▶ [Exercise aim] Copy the data, starting at the line that has "In the photo above, where can the bridge arch" and stopping after the line that has "point(13, 120)". Put "greenery" wherever "foliage" occurs, and leave everything else the same.

▶ [Data extract]

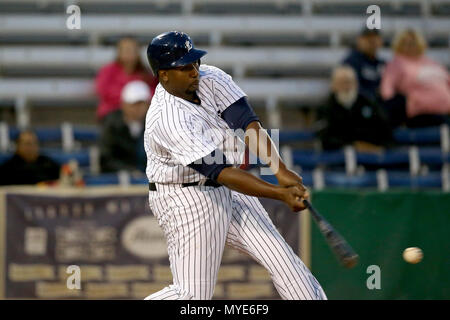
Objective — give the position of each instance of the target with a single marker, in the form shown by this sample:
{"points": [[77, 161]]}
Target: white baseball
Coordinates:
{"points": [[413, 255]]}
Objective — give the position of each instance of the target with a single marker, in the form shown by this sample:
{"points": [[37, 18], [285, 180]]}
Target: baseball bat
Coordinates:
{"points": [[342, 250]]}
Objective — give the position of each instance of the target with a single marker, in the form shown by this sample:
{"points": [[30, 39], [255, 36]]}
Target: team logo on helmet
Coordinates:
{"points": [[188, 45]]}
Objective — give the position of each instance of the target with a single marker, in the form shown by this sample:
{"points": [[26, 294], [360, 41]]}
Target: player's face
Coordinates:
{"points": [[183, 81], [135, 111], [369, 44], [128, 51]]}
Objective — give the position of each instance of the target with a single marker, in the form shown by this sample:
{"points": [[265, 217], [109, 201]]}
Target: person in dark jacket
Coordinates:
{"points": [[27, 166], [121, 142], [351, 118], [367, 64]]}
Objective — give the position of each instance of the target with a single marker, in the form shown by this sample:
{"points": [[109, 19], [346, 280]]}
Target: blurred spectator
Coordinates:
{"points": [[366, 63], [350, 118], [27, 166], [416, 88], [121, 141], [114, 76]]}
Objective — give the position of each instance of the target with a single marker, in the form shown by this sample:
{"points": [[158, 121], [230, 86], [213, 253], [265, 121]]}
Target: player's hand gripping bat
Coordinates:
{"points": [[344, 253]]}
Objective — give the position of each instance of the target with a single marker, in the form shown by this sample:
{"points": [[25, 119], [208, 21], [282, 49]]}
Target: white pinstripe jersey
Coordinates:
{"points": [[178, 132]]}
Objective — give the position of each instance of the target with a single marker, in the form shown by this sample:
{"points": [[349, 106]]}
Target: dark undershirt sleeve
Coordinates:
{"points": [[239, 114], [213, 170]]}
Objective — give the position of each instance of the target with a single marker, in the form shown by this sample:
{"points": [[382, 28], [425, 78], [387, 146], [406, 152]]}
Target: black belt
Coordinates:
{"points": [[208, 183]]}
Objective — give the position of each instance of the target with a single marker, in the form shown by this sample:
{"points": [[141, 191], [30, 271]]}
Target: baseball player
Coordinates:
{"points": [[200, 204]]}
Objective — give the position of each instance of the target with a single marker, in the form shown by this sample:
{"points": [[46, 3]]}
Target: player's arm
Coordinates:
{"points": [[240, 115], [246, 183]]}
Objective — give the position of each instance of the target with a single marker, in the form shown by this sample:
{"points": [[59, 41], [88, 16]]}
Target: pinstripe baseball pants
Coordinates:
{"points": [[198, 222]]}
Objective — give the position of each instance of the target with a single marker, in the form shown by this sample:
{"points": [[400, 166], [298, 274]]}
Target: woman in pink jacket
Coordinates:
{"points": [[416, 88], [114, 76]]}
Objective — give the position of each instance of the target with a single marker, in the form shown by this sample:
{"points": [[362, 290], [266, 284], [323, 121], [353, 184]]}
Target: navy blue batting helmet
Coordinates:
{"points": [[172, 49]]}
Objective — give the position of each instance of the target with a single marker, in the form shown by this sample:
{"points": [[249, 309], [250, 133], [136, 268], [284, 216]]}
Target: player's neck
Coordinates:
{"points": [[193, 97]]}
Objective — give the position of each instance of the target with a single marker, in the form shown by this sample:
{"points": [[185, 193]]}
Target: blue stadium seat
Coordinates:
{"points": [[433, 156], [387, 158], [86, 134], [81, 156], [430, 135], [101, 179], [402, 179], [139, 180], [49, 134], [310, 159], [44, 134], [340, 179], [289, 136], [4, 157]]}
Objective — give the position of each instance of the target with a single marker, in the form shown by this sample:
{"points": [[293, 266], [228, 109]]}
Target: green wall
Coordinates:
{"points": [[379, 226]]}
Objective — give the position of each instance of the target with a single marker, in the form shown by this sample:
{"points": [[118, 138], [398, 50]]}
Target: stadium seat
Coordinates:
{"points": [[101, 179], [86, 134], [429, 135], [4, 157], [308, 159], [82, 156]]}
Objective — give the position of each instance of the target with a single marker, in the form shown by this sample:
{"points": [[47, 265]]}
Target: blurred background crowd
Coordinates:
{"points": [[355, 106]]}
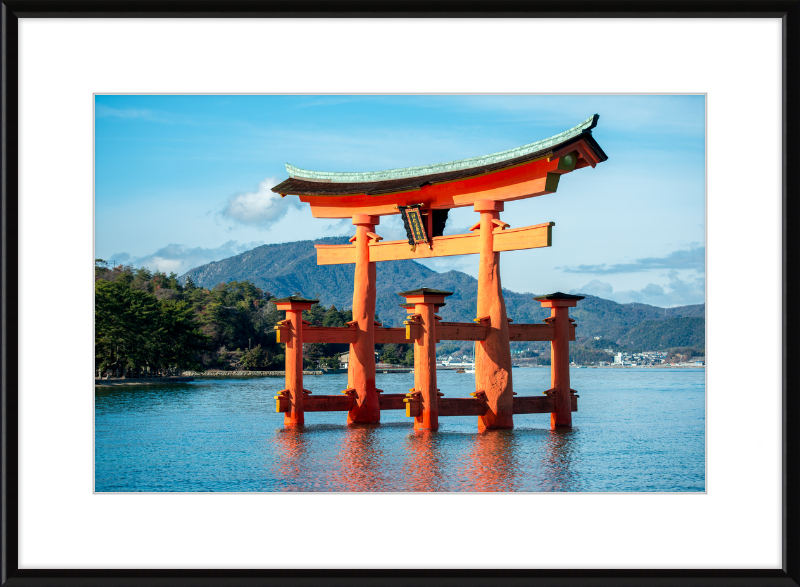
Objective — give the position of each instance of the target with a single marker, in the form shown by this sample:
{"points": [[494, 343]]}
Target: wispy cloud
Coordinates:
{"points": [[678, 292], [180, 258], [693, 258], [261, 208], [103, 111]]}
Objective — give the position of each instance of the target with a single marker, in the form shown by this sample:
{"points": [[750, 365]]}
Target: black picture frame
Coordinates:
{"points": [[13, 10]]}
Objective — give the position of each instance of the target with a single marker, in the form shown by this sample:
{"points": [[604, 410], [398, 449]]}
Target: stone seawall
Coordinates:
{"points": [[142, 380], [245, 373]]}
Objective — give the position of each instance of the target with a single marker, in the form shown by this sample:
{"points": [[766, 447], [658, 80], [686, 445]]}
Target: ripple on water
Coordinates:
{"points": [[637, 430]]}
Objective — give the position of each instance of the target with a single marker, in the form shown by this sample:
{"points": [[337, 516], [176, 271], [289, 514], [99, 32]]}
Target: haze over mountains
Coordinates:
{"points": [[289, 268]]}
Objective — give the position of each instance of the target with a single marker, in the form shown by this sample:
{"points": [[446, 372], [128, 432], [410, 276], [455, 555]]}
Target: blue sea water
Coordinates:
{"points": [[637, 430]]}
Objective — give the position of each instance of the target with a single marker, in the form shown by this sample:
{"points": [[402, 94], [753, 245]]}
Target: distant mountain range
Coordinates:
{"points": [[288, 268]]}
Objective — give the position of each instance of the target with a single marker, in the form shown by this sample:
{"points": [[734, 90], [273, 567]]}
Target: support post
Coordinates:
{"points": [[559, 304], [425, 301], [291, 332], [492, 355], [361, 367]]}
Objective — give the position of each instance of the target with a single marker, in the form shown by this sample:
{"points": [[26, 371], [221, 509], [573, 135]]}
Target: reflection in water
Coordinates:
{"points": [[559, 451], [423, 461], [223, 435], [361, 461], [292, 449], [492, 463]]}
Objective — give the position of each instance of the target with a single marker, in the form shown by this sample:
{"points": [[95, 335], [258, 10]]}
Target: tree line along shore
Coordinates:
{"points": [[149, 324]]}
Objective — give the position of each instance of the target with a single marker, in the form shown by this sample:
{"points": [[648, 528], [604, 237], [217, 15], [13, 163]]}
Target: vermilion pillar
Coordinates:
{"points": [[493, 355], [294, 307], [559, 304], [425, 301], [361, 367]]}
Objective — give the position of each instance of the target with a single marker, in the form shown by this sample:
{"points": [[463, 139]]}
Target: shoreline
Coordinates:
{"points": [[141, 381]]}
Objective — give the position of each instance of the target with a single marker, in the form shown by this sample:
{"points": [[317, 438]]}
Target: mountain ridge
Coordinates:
{"points": [[288, 268]]}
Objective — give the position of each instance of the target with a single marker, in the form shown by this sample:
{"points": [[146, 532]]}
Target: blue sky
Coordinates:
{"points": [[184, 180]]}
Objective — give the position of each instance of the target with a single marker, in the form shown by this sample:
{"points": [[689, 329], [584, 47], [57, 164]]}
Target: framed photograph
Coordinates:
{"points": [[128, 131]]}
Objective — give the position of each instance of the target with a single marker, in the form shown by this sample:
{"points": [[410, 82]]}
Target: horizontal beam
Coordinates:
{"points": [[446, 406], [404, 335], [391, 401], [512, 239], [461, 331], [538, 404], [338, 334], [461, 406], [319, 403], [535, 332]]}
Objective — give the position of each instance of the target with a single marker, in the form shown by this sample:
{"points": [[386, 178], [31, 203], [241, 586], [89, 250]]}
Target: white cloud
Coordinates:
{"points": [[180, 258], [677, 292], [261, 208], [103, 111]]}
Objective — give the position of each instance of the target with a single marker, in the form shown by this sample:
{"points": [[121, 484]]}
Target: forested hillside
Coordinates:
{"points": [[285, 269]]}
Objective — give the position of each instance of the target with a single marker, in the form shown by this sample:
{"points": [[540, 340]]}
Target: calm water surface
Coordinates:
{"points": [[637, 430]]}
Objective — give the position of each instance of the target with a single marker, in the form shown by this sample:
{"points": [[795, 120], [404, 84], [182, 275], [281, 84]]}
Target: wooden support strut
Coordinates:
{"points": [[422, 403], [290, 331], [560, 393], [361, 367], [493, 373]]}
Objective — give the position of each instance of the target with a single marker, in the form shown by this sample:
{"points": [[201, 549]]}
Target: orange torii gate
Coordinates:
{"points": [[423, 196]]}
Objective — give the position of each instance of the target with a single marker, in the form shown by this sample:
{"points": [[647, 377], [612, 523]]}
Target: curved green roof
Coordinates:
{"points": [[366, 176]]}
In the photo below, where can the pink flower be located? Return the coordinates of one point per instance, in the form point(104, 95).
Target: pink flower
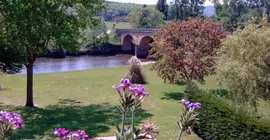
point(60, 132)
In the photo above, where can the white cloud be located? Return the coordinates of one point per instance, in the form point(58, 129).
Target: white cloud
point(207, 3)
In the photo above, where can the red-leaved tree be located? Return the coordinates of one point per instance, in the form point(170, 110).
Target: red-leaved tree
point(186, 50)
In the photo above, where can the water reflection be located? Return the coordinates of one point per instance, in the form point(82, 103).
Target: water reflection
point(48, 65)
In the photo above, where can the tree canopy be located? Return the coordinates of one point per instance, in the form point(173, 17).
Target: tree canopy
point(29, 26)
point(186, 50)
point(235, 13)
point(163, 7)
point(184, 9)
point(145, 18)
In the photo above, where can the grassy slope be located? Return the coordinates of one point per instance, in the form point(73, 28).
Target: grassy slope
point(120, 25)
point(98, 112)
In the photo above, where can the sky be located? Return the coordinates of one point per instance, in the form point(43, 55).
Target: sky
point(207, 3)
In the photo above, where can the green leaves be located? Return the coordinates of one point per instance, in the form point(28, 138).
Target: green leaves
point(244, 65)
point(35, 24)
point(186, 50)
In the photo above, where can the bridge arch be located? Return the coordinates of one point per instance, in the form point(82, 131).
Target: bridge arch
point(128, 43)
point(144, 46)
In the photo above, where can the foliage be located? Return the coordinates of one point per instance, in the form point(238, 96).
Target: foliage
point(10, 60)
point(31, 26)
point(188, 118)
point(145, 18)
point(131, 97)
point(163, 7)
point(234, 13)
point(95, 36)
point(185, 9)
point(186, 50)
point(244, 64)
point(9, 124)
point(119, 9)
point(135, 72)
point(219, 119)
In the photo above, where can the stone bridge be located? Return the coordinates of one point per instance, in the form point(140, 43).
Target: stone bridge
point(136, 41)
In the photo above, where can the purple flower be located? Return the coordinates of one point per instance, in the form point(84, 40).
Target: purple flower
point(60, 132)
point(66, 134)
point(191, 106)
point(138, 91)
point(185, 102)
point(13, 120)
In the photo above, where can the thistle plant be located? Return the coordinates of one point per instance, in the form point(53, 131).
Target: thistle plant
point(147, 130)
point(135, 71)
point(65, 134)
point(9, 124)
point(188, 118)
point(131, 97)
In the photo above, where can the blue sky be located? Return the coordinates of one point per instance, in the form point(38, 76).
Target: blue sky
point(207, 3)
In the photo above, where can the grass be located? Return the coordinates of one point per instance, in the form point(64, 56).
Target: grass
point(119, 25)
point(55, 92)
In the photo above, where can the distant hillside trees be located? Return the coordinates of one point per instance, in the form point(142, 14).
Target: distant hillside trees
point(145, 18)
point(184, 9)
point(117, 9)
point(233, 14)
point(163, 7)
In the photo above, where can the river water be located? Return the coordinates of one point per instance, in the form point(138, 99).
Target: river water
point(49, 65)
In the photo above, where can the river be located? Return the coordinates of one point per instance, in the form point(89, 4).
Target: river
point(49, 65)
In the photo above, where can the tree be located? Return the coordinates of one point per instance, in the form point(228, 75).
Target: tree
point(145, 18)
point(244, 64)
point(235, 13)
point(31, 25)
point(163, 7)
point(184, 9)
point(186, 50)
point(10, 60)
point(95, 36)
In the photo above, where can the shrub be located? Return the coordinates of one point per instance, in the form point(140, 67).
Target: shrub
point(186, 50)
point(219, 120)
point(244, 64)
point(135, 72)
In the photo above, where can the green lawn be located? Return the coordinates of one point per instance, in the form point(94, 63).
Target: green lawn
point(119, 25)
point(54, 92)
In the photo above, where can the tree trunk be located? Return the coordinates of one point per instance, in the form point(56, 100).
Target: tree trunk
point(29, 92)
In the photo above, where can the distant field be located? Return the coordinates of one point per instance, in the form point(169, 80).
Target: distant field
point(119, 25)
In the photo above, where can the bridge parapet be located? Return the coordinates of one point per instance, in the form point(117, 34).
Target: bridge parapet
point(139, 30)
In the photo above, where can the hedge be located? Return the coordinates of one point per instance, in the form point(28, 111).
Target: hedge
point(221, 120)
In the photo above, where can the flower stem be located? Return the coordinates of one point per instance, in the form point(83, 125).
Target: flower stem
point(123, 122)
point(132, 123)
point(180, 134)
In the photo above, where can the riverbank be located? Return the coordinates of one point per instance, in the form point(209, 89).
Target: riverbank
point(55, 93)
point(107, 49)
point(84, 62)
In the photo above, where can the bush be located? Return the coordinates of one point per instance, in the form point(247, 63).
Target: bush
point(186, 50)
point(244, 64)
point(219, 120)
point(135, 72)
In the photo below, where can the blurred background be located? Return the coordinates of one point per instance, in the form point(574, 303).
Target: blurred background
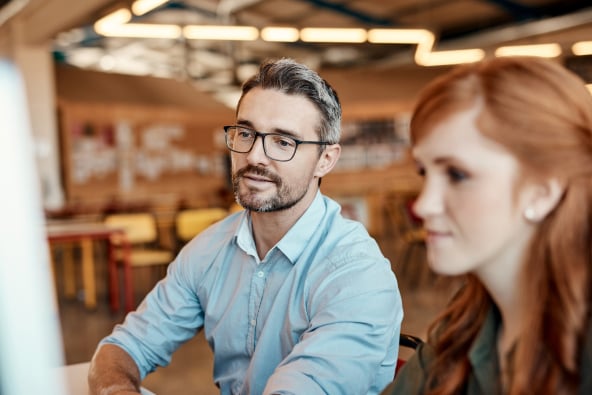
point(127, 99)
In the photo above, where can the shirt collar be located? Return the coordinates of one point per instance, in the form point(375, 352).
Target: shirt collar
point(295, 241)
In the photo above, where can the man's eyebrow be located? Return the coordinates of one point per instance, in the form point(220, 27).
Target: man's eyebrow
point(249, 124)
point(244, 122)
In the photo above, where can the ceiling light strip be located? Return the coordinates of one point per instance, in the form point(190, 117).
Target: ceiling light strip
point(551, 50)
point(333, 35)
point(141, 7)
point(582, 48)
point(213, 32)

▶ [Final answer]
In the photo above, where can the bridge arch be located? Return the coordinates of one point per instance, in the form point(82, 131).
Target: bridge arch
point(128, 43)
point(144, 46)
In the photo above, where can the greenery be located? Return the coordinates of one point per instance, in the form point(238, 96).
Target: greenery
point(10, 60)
point(31, 26)
point(188, 118)
point(145, 18)
point(131, 97)
point(163, 7)
point(234, 13)
point(95, 36)
point(185, 9)
point(186, 50)
point(244, 64)
point(9, 124)
point(119, 9)
point(135, 72)
point(219, 119)
In the photo above, where can the stone bridge be located? Return the coordinates of one point per instance, in the form point(140, 43).
Target: stone bridge
point(136, 41)
In the photo above, where can the purple flower be located? Return the coordinates of one point per instance, in the form point(84, 40).
Target: purple flower
point(60, 132)
point(66, 134)
point(191, 106)
point(138, 91)
point(185, 102)
point(13, 120)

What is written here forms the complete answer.